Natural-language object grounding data
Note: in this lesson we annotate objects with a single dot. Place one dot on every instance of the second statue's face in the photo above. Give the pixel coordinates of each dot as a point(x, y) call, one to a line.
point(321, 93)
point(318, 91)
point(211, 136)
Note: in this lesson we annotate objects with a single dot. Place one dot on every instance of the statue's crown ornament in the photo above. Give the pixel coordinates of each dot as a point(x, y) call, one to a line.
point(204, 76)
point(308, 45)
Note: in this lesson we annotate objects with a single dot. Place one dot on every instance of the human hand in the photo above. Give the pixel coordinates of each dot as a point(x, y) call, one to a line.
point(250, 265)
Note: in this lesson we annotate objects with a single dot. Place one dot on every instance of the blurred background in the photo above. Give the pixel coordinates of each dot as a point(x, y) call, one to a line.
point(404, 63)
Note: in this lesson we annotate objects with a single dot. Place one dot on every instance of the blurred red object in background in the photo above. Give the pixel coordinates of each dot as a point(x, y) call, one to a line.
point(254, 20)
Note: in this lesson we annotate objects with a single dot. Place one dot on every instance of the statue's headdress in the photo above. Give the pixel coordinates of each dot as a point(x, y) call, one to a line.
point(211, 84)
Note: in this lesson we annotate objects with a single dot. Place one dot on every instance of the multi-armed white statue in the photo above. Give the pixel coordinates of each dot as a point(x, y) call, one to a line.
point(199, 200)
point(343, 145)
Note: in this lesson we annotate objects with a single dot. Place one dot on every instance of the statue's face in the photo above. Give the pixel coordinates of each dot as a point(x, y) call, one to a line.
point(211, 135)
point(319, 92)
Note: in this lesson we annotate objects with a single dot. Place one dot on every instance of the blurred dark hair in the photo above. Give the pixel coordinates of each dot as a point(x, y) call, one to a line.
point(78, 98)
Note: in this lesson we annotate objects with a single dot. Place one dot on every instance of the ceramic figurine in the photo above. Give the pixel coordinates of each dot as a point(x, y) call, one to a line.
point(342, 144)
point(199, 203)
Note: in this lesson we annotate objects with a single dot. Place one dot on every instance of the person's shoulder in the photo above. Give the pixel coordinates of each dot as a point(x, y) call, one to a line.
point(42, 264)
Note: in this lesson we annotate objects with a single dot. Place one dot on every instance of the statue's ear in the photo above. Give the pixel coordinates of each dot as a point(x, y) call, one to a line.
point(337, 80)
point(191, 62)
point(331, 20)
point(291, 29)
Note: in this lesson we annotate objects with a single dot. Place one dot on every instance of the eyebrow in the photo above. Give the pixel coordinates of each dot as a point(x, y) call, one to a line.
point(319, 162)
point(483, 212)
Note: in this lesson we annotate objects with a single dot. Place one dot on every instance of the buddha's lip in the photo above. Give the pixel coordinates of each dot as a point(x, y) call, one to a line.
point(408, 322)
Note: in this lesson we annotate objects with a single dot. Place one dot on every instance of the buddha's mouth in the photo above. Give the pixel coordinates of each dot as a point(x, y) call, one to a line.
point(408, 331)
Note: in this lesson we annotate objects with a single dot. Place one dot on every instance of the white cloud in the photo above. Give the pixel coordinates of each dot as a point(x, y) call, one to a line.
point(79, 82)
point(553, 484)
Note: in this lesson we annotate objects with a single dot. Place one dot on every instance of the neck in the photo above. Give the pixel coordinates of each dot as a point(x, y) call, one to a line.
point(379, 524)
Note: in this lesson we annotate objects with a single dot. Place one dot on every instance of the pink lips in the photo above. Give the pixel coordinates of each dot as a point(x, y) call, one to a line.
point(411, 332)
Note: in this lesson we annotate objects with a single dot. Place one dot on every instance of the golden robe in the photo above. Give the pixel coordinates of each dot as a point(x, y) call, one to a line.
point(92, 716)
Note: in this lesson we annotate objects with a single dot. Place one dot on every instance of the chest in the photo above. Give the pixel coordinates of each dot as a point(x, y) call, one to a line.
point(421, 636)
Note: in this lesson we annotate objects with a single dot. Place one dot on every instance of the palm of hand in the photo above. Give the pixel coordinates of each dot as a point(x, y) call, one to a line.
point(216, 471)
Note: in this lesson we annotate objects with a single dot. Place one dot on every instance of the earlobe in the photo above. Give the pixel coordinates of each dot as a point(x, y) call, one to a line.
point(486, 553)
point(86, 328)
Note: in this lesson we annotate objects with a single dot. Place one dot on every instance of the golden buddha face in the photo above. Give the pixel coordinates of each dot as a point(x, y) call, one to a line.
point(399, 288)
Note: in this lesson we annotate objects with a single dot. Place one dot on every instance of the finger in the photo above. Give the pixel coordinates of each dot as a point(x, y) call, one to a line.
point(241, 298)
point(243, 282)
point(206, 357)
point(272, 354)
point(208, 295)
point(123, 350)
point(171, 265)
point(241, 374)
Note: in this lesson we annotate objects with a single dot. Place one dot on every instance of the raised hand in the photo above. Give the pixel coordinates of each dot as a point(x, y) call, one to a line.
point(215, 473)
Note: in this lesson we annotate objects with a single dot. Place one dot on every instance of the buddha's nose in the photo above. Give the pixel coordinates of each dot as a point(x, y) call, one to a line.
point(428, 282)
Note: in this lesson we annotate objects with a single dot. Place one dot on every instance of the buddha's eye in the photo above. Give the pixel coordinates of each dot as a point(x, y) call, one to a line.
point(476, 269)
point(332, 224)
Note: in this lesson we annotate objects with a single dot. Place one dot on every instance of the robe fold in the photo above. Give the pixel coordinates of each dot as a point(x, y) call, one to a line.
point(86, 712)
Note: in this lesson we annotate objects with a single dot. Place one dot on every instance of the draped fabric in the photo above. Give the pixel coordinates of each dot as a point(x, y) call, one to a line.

Activity
Write the records out again, character for character.

Answer to this task
Note: in this lesson we annotate objects with a single dot. Place one dot on every instance of the second statue's face in the photo above. Give the pixel coordinates of each dot as a point(x, y) call, one to a line.
point(321, 93)
point(318, 91)
point(211, 136)
Note: in this lesson we annotate objects with a single dot. Place one dot on every instance of the statue's crown ornament in the photo above. Give the pixel coordinates of each dot as a point(x, y) call, one to a line.
point(204, 76)
point(308, 45)
Note: in this lesson we annotate objects with a single dot. Place one dot on every instance of the human hand in the photo above. Give the pixel coordinates of each dot as a point(x, y) call, one to a line.
point(250, 265)
Note: in this lesson we annotate objects with a single dot. Place one dot on every instance of the blurred background in the photo above. Give the pixel coordinates of each dot as a point(x, y) call, one to a line.
point(404, 63)
Note: in this lesson we annotate objects with a single dot. Place one dot on every instance of the blurred red object in background in the photo above. Give the pixel coordinates of each dot as a point(x, y) call, one to a line.
point(254, 20)
Note: in this lesson we annotate objects with a single dot. Place one dot on every instance of the statue's headdress in the photo above. Give the pixel coordinates of each dot as a point(x, y) call, one to a line.
point(211, 84)
Note: in this lesson we annotate objects with a single dot. Place one dot on every instance of the multi-armed white statue in the photo above. Give the pixel coordinates of each dot as a point(x, y) call, one to a line.
point(199, 200)
point(343, 145)
Note: in this lesson we annotate objects with a single dot. Place one dot on every instance of the statue's face in the photo above. Give the pixel coordinates of each dot as a point(x, y) call, one to a line.
point(211, 135)
point(319, 92)
Note: in this lesson we annotate objects with a single dot. Place one dot on every instance of the blurred dark hair in the photo above. Give the pixel coordinates of each dot as a point(x, y) call, one to a line.
point(78, 98)
Note: in this lesson we annotate objects with a single dot. Place one dot on every instance of the ceramic figurine in the photo above. Give the pixel coordinates of each dot as a point(x, y) call, one to a line.
point(342, 144)
point(199, 203)
Note: in this lesson we annotate objects with a single dot. Place one dot on every instance of the person's shoulder in the photo above. Give the pixel coordinates of each dot as a point(x, y) call, one to a line.
point(42, 264)
Note: in this lesson we annotate objects with a single dot. Place one dot on every instance of the statue's ear in the photo above. Give the pixel coordinates of each dot as a point(x, y) call, one to a line.
point(337, 80)
point(191, 62)
point(331, 20)
point(291, 29)
Note: in this lesson we annotate objects with a single dot. Place one dot on every instance of the eyebrow in the photo above. Give the pixel coordinates of each dot as a point(x, y) call, one to a line.
point(319, 162)
point(483, 212)
Note: in this lesson we annotate objects with a single dot. Place one dot on every instance of the buddha's lip in the photo above. Give the pixel coordinates of each dot as a point(x, y) call, one to a line.
point(408, 322)
Note: in this lesson we annotate objects with a single dot. Place one dot on every instance of the buddha's mouth in the photo above. Give the pixel coordinates of each dot as a point(x, y) call, one to a line.
point(408, 331)
Note: in this lesson we annotate objects with a single dot. Place one dot on every instance of the white cloud in the photo above. Give the pixel coordinates of each dot as a point(x, y) call, one to a line.
point(79, 82)
point(553, 484)
Note: in this lesson we annotate objects with a single dot. Place one dot on every instance of the neck in the photo above. Give the pixel coordinates of each dot as a point(x, y) call, one to a line.
point(379, 524)
Note: in this lesson we annotate objects with a single dot. Place one dot on every instance of the pink lips in the photo above. Give the pixel coordinates of each dot as a point(x, y) call, one to a line.
point(411, 332)
Note: in this lesson we annotate objects with a single dot. Place one dot on every instance of the golden robe in the photo above. Give the pixel coordinates of each dot as a point(x, y) call, one to a line.
point(92, 716)
Note: in this lesson we annotate objects with a single dot. Place one dot on every instance of the chest in the photo above. Give the pixel coordinates of each dot as a point(x, y) call, one to a line.
point(421, 636)
Note: in this lesson we annotate objects with a single dot. Place one dot on every instance of the palm of hand in the photo above. Give the pixel coordinates of each dot as a point(x, y) call, one to a line.
point(216, 471)
Note: in this lesson we annotate objects with a single dot. Place one dot on every instance of the earlobe in the photo above. Give the pixel coordinates of each dot as a point(x, y) call, one to a line.
point(486, 553)
point(86, 328)
Note: in this lesson we annotate objects with a single dot. Place one dot on every instance of the golden buddha face in the photo above. Give the pixel coordinates of each dot as a point(x, y) call, one to a line.
point(399, 288)
Note: in this lesson we annotate objects with a single dot. Place one dot on every instance of the finger in the photo above. Give the pixel coordinates of each dot as a point(x, y) call, one to a line.
point(241, 298)
point(243, 282)
point(206, 357)
point(272, 354)
point(208, 295)
point(123, 350)
point(171, 265)
point(241, 374)
Note: in this lesson we annotate objects with a single dot. Place one dot on every instance of the raised hand in the photo above. Give the pixel coordinates of each dot as a point(x, y) call, one to a line.
point(215, 473)
Note: in this lesson we annotate objects with a single dot. Place one dot on every instance of the buddha's nose in the photo above. Give the pixel coordinates of each dot as a point(x, y) call, one to a line.
point(428, 282)
Note: in this lesson we annotate objects with a single dot. Place one dot on every instance of the buddha's eye in the photo above. Give the pixel coordinates of each dot as a point(x, y) call, one to a line.
point(476, 269)
point(332, 224)
Note: in this lesson we annotate objects with a single dot. Place one dot on every instance of the robe fold in the photo above. Give the pixel coordinates of each dot as a point(x, y) call, one to a line.
point(86, 712)
Note: in this lesson we annotate objects with a single dot. Place one dot on every instance of the draped fabric in the photo above. Give the pixel coordinates of each dot as a point(x, y) call, one to a line.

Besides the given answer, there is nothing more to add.